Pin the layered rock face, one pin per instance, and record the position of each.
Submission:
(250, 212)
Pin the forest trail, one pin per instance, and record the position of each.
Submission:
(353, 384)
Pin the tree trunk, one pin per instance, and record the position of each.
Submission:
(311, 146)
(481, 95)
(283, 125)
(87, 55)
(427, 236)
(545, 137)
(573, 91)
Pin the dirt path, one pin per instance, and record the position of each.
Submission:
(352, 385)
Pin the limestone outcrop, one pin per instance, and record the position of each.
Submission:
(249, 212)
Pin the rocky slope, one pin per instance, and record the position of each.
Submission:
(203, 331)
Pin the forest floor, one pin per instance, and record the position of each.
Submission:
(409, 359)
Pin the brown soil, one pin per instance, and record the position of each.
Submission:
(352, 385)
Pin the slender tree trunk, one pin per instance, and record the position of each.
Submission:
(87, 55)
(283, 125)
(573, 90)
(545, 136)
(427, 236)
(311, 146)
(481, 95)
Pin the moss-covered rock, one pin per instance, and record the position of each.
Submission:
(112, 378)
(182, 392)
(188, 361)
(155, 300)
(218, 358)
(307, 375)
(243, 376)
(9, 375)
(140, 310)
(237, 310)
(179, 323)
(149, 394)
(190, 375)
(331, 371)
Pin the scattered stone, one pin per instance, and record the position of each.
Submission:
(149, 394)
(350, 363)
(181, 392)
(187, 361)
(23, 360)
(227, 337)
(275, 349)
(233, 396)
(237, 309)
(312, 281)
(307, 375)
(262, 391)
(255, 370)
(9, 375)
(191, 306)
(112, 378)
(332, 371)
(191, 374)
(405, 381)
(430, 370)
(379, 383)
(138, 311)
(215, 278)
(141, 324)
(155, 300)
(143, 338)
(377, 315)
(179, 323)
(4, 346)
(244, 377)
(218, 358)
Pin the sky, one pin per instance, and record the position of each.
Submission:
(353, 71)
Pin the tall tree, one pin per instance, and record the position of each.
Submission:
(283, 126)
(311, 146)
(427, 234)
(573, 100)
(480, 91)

* * * * * * * * *

Copy the whole of the data above exactly.

__Output below__.
Pin the layered rock face, one pin per instance, and record the position of each.
Submission:
(250, 212)
Pin the forest trail, one pin per instance, and record the position of each.
Submission:
(353, 384)
Pin the tree trunk, one pin per instance, and record the position of each.
Submission:
(311, 146)
(481, 95)
(283, 125)
(87, 55)
(427, 236)
(545, 137)
(573, 91)
Pin the dirt path, one pin per instance, and record the position of each.
Submission:
(352, 385)
Pin the limestone outcrop, one pin per instance, and record the position of each.
Submission:
(249, 212)
Pin the rocky slope, one pin per instance, and record the position of each.
Submission:
(203, 331)
Pin the forest floor, one pin per instance, and record the position of each.
Submission:
(409, 359)
Pin the brown soil, one pin per instance, and record the position of each.
Submission:
(352, 385)
Pin the slender tree trunk, one pin per instance, and record the position of each.
Submission:
(87, 55)
(283, 125)
(573, 90)
(545, 136)
(427, 236)
(311, 146)
(481, 95)
Pin the moss-covered rock, one pin per instance, and record the position of each.
Submission:
(112, 378)
(182, 392)
(188, 361)
(155, 300)
(218, 358)
(307, 375)
(243, 376)
(9, 375)
(140, 310)
(237, 310)
(179, 323)
(149, 394)
(190, 375)
(331, 371)
Pin the scattered stone, one pin per instance, and record the position of each.
Submission:
(149, 394)
(350, 363)
(181, 392)
(187, 361)
(23, 360)
(227, 337)
(275, 349)
(233, 396)
(237, 309)
(312, 281)
(307, 375)
(262, 391)
(255, 370)
(9, 375)
(191, 306)
(112, 378)
(332, 371)
(191, 374)
(405, 381)
(430, 370)
(379, 383)
(138, 311)
(215, 278)
(141, 324)
(155, 300)
(143, 338)
(377, 315)
(179, 323)
(4, 346)
(244, 377)
(218, 358)
Pin the sky, one pin per instance, and record the position of each.
Submission:
(353, 71)
Pin the tall tree, one pin per instance, and record the position of each.
Submission:
(283, 126)
(311, 146)
(427, 234)
(573, 100)
(480, 91)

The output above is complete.